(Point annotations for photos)
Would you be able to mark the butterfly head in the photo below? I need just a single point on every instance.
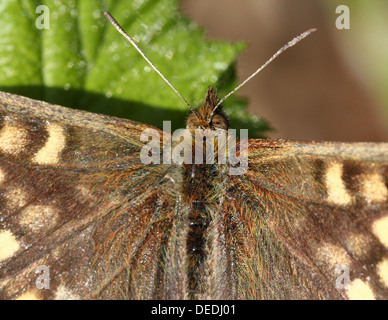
(205, 118)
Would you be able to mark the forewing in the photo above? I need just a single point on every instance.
(308, 221)
(80, 213)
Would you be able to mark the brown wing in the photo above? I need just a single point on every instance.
(306, 221)
(75, 198)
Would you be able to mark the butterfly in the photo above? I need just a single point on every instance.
(82, 217)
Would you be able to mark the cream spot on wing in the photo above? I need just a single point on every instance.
(13, 139)
(380, 229)
(29, 295)
(37, 218)
(382, 271)
(336, 190)
(333, 255)
(358, 244)
(65, 294)
(360, 290)
(56, 141)
(373, 187)
(8, 244)
(16, 197)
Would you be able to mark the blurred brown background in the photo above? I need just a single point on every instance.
(317, 90)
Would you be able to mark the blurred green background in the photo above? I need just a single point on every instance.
(331, 86)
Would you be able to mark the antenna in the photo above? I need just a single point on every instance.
(119, 29)
(282, 49)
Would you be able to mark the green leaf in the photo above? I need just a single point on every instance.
(82, 61)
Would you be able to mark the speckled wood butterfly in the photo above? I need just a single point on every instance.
(83, 218)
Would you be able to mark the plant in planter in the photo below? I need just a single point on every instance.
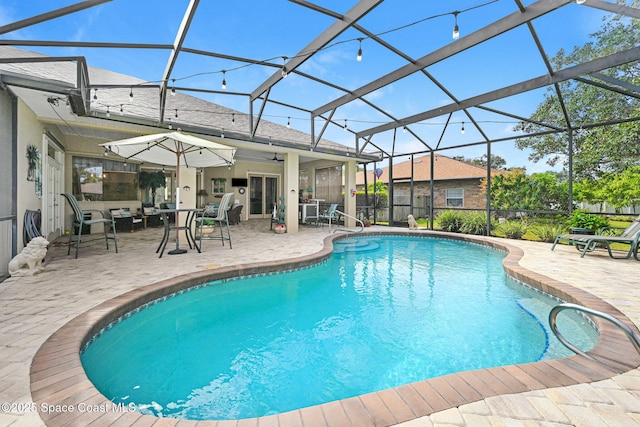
(153, 180)
(587, 221)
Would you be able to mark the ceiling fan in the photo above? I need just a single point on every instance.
(276, 159)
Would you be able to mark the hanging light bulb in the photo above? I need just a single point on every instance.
(456, 29)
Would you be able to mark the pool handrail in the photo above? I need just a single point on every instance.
(346, 229)
(553, 314)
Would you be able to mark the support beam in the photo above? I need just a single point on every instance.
(612, 60)
(358, 11)
(50, 15)
(614, 8)
(173, 57)
(508, 23)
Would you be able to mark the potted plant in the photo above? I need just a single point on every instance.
(153, 180)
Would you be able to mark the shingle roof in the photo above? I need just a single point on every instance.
(190, 110)
(445, 169)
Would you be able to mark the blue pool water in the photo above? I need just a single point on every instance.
(381, 312)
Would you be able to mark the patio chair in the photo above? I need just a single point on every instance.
(125, 220)
(82, 218)
(153, 218)
(329, 216)
(219, 217)
(588, 242)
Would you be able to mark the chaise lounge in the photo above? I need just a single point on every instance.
(587, 243)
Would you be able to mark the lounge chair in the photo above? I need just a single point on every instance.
(588, 242)
(83, 218)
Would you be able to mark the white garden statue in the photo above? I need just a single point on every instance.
(31, 257)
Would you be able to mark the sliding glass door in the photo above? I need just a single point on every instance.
(263, 195)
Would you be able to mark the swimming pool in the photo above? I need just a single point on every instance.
(403, 293)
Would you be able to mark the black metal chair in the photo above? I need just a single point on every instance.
(221, 218)
(82, 218)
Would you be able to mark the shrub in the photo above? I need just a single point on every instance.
(474, 223)
(548, 232)
(450, 221)
(582, 219)
(514, 229)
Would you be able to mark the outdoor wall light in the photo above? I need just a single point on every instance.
(456, 29)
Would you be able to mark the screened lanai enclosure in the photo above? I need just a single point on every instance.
(403, 86)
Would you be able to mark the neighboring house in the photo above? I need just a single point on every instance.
(456, 184)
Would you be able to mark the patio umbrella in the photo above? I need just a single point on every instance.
(174, 148)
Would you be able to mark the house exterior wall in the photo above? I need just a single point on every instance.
(30, 132)
(7, 179)
(474, 198)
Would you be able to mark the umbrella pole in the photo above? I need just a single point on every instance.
(177, 250)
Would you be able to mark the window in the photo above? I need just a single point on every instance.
(218, 185)
(104, 180)
(455, 197)
(329, 184)
(305, 190)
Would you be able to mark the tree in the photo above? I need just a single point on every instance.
(619, 189)
(599, 150)
(515, 190)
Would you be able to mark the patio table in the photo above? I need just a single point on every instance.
(168, 228)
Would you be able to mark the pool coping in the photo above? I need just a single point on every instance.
(57, 377)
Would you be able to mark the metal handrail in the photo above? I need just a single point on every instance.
(346, 229)
(553, 314)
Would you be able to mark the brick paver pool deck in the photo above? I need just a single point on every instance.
(44, 319)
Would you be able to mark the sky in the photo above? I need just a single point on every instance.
(271, 30)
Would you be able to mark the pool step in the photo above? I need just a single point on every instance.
(355, 245)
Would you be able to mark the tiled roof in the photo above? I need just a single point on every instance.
(445, 169)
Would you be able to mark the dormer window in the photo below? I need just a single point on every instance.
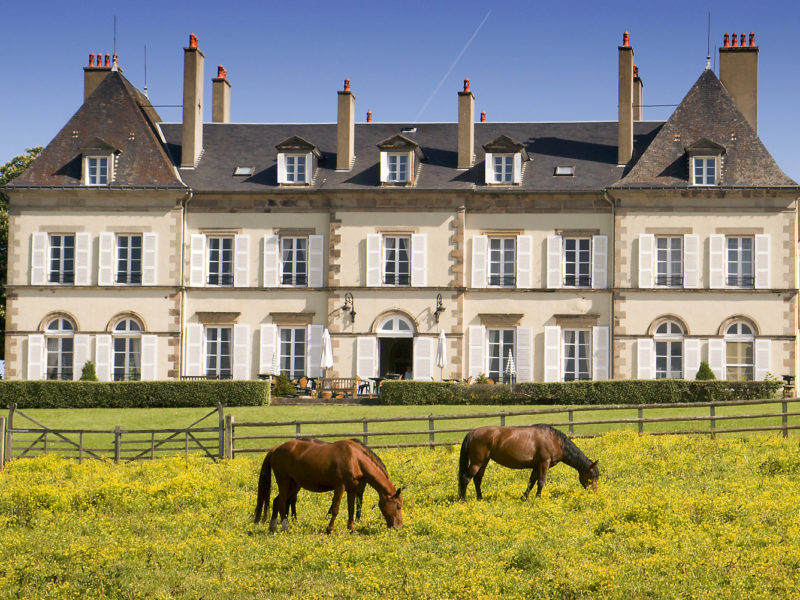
(504, 158)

Objective: Only the lines from the one containing "Would you be able to mark the brick" through the last line of the records above should be repeated, exactly and without pictures.

Response:
Would you be able to mark the brick paver pool deck in the photo above? I need just a single point on every instance.
(44, 319)
Would you be able to mark the sky in the photo above? I need just a single point on every instance.
(271, 30)
Would you be able to mark the pool step in the photo above? I need just a single point on every instance.
(355, 245)
Would you be able to mark the tiled roof in the photo above? I need just a single point on every instance.
(445, 169)
Would you be able to mark the dormer window in the photo below? I need just a single point on every instance.
(504, 158)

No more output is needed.